» **WHAT IS REQUIRED**:
Pull out every line in the rows that contains the string "strap", copying each one in full. Case counts.
== DATASET RECORDS ==
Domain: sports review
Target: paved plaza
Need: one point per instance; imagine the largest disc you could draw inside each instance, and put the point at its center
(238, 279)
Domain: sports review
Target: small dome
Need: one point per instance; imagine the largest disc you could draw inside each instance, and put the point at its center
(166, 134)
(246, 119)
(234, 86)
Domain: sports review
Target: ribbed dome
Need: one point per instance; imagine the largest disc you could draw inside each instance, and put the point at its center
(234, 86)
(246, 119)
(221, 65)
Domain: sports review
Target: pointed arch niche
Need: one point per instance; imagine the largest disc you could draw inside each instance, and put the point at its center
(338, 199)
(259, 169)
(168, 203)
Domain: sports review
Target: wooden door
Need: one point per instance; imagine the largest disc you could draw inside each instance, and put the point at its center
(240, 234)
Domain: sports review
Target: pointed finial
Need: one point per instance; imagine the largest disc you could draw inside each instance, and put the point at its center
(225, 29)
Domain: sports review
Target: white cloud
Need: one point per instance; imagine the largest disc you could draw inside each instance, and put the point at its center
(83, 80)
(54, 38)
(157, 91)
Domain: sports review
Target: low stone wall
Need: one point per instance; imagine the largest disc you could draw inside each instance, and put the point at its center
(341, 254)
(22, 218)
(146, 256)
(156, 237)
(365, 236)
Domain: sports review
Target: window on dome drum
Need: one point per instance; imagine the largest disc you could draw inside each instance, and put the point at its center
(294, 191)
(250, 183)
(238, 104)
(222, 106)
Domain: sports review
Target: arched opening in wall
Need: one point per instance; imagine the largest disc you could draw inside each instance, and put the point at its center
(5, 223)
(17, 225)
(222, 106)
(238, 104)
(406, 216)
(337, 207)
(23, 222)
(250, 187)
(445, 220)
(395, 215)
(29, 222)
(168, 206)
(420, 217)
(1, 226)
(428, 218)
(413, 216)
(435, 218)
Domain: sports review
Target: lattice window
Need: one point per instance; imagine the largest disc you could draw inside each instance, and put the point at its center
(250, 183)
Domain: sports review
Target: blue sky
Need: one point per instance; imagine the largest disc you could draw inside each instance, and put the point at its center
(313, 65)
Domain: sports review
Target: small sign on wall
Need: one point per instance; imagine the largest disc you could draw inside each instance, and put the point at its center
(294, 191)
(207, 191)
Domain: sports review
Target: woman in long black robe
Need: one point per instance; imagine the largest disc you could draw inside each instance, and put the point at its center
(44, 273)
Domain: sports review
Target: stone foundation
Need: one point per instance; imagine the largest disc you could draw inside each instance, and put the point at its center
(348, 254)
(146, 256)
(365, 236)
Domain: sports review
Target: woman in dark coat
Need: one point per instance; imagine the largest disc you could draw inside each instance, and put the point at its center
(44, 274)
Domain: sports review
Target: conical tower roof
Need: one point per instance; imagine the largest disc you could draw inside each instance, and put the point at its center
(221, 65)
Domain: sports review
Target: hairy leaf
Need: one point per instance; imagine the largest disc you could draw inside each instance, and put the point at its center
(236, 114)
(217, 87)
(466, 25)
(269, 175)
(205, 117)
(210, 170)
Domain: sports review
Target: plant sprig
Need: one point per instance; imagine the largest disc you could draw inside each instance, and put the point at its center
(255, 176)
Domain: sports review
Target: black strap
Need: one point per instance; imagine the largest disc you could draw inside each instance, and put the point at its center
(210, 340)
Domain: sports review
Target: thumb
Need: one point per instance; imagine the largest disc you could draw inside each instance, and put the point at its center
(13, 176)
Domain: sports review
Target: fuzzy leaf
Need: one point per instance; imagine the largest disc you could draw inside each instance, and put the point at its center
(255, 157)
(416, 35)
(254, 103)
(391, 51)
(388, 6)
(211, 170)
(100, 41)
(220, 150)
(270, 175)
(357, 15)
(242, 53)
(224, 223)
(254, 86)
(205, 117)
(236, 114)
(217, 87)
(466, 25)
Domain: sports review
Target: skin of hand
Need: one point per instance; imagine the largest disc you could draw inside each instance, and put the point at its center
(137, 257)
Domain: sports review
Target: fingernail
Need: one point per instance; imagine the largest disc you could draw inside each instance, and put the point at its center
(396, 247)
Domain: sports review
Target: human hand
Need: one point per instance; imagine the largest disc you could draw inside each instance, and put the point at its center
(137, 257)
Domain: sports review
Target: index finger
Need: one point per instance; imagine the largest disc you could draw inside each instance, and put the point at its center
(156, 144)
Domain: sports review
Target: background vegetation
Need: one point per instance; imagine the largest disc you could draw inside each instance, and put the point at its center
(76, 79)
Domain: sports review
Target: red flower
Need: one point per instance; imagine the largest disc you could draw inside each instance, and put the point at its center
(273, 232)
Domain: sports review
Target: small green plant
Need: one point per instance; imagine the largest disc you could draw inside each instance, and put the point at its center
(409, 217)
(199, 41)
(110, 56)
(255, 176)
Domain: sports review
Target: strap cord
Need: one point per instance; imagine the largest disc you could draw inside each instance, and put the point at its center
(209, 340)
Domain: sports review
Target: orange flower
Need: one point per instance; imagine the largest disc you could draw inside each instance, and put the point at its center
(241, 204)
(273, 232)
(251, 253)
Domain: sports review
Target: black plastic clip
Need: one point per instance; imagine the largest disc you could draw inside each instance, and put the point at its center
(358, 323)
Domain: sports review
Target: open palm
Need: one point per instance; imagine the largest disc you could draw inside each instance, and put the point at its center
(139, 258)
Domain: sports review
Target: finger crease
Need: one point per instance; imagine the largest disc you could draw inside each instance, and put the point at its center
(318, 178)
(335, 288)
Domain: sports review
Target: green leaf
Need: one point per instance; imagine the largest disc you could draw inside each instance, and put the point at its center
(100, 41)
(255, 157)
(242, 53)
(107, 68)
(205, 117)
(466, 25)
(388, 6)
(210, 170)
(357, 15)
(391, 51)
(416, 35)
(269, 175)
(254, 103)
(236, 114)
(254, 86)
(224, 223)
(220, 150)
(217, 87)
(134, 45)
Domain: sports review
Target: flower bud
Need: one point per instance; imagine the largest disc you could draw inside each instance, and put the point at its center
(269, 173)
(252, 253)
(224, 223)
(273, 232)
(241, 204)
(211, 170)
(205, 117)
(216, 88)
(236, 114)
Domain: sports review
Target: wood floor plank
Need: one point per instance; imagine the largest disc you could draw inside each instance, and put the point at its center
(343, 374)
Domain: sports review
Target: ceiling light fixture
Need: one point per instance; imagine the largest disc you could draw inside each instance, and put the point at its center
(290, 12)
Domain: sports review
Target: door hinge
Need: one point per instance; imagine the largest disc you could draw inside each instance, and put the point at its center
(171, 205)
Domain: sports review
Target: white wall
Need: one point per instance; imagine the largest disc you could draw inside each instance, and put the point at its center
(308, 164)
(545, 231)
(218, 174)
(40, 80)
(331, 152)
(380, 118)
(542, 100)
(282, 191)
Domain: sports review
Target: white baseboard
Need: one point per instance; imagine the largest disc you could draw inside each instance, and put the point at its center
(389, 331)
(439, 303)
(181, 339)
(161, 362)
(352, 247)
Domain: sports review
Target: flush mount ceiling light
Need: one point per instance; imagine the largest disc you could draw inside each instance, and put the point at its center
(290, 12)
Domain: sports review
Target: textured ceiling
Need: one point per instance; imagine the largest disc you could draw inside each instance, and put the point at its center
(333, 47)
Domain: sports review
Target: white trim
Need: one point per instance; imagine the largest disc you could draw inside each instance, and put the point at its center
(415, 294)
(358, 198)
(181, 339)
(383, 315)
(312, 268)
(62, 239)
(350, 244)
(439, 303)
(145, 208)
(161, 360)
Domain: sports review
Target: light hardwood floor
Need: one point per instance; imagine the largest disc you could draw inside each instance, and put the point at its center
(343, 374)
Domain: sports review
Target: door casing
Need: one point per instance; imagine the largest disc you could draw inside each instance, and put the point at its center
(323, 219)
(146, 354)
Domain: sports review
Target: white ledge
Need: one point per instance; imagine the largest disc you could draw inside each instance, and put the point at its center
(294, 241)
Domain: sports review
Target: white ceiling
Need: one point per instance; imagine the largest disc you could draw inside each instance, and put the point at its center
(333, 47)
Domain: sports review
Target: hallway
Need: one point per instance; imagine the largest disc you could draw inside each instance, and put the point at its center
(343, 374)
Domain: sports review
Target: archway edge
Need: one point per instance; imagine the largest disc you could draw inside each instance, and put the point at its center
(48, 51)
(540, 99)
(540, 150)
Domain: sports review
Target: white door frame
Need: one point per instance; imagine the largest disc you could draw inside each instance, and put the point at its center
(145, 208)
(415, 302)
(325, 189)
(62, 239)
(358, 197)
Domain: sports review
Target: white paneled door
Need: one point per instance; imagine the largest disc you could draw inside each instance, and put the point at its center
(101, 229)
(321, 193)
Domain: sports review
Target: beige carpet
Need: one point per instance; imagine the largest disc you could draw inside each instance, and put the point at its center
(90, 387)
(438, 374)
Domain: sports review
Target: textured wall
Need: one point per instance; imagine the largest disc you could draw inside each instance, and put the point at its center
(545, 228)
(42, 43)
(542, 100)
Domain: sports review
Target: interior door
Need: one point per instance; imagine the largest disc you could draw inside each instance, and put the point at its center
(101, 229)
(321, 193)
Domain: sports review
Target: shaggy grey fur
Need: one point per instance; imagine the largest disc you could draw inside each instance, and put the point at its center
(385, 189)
===
== DATASET RECORDS ==
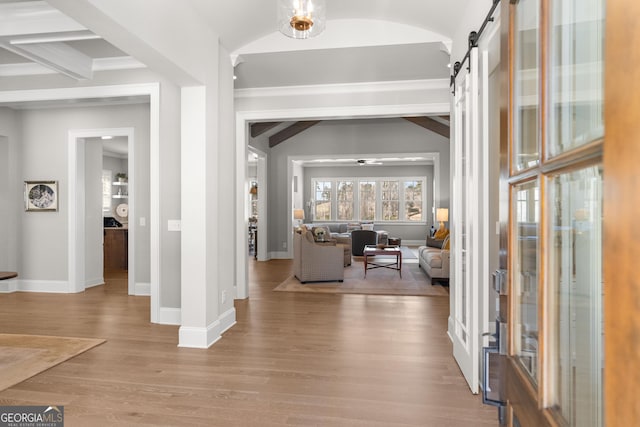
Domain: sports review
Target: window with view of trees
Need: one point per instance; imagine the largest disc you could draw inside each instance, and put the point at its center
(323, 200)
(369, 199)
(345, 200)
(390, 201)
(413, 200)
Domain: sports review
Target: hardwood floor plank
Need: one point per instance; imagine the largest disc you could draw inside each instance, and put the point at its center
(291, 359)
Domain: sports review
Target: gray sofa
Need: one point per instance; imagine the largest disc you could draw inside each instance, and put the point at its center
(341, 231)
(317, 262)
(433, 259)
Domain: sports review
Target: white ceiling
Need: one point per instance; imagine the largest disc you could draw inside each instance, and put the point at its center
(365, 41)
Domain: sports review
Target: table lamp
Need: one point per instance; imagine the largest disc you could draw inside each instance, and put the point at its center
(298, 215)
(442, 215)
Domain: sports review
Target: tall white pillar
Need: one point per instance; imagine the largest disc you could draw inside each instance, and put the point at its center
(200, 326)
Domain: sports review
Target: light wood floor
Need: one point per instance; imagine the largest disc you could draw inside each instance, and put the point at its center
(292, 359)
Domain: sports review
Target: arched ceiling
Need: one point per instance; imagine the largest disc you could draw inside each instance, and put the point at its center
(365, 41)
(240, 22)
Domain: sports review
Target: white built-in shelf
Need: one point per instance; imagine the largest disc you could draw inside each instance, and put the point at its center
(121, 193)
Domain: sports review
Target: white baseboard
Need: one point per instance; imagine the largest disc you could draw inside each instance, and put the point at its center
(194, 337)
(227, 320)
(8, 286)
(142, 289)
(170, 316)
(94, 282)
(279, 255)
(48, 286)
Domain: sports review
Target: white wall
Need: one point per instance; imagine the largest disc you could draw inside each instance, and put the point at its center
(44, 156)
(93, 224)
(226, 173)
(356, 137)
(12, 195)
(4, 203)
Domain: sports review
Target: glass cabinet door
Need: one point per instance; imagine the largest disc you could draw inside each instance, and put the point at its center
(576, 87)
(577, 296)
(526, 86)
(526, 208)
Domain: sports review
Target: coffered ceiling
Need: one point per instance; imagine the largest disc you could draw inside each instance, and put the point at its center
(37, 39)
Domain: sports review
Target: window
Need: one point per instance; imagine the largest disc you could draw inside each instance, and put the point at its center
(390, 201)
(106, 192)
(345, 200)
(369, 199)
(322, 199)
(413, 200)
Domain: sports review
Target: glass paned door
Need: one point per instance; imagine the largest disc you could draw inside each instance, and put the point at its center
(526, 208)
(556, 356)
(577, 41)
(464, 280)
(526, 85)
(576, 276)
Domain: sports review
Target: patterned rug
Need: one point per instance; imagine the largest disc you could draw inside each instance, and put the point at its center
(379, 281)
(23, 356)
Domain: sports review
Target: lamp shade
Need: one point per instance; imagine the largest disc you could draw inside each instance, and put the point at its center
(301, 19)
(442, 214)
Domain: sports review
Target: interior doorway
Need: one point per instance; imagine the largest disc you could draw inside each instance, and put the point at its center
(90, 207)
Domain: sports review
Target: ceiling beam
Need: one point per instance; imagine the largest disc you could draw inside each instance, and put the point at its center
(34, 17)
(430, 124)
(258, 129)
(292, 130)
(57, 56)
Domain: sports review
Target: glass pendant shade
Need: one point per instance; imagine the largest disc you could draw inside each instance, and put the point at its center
===
» **TASK RESULT**:
Target: black strap
Target: strap cord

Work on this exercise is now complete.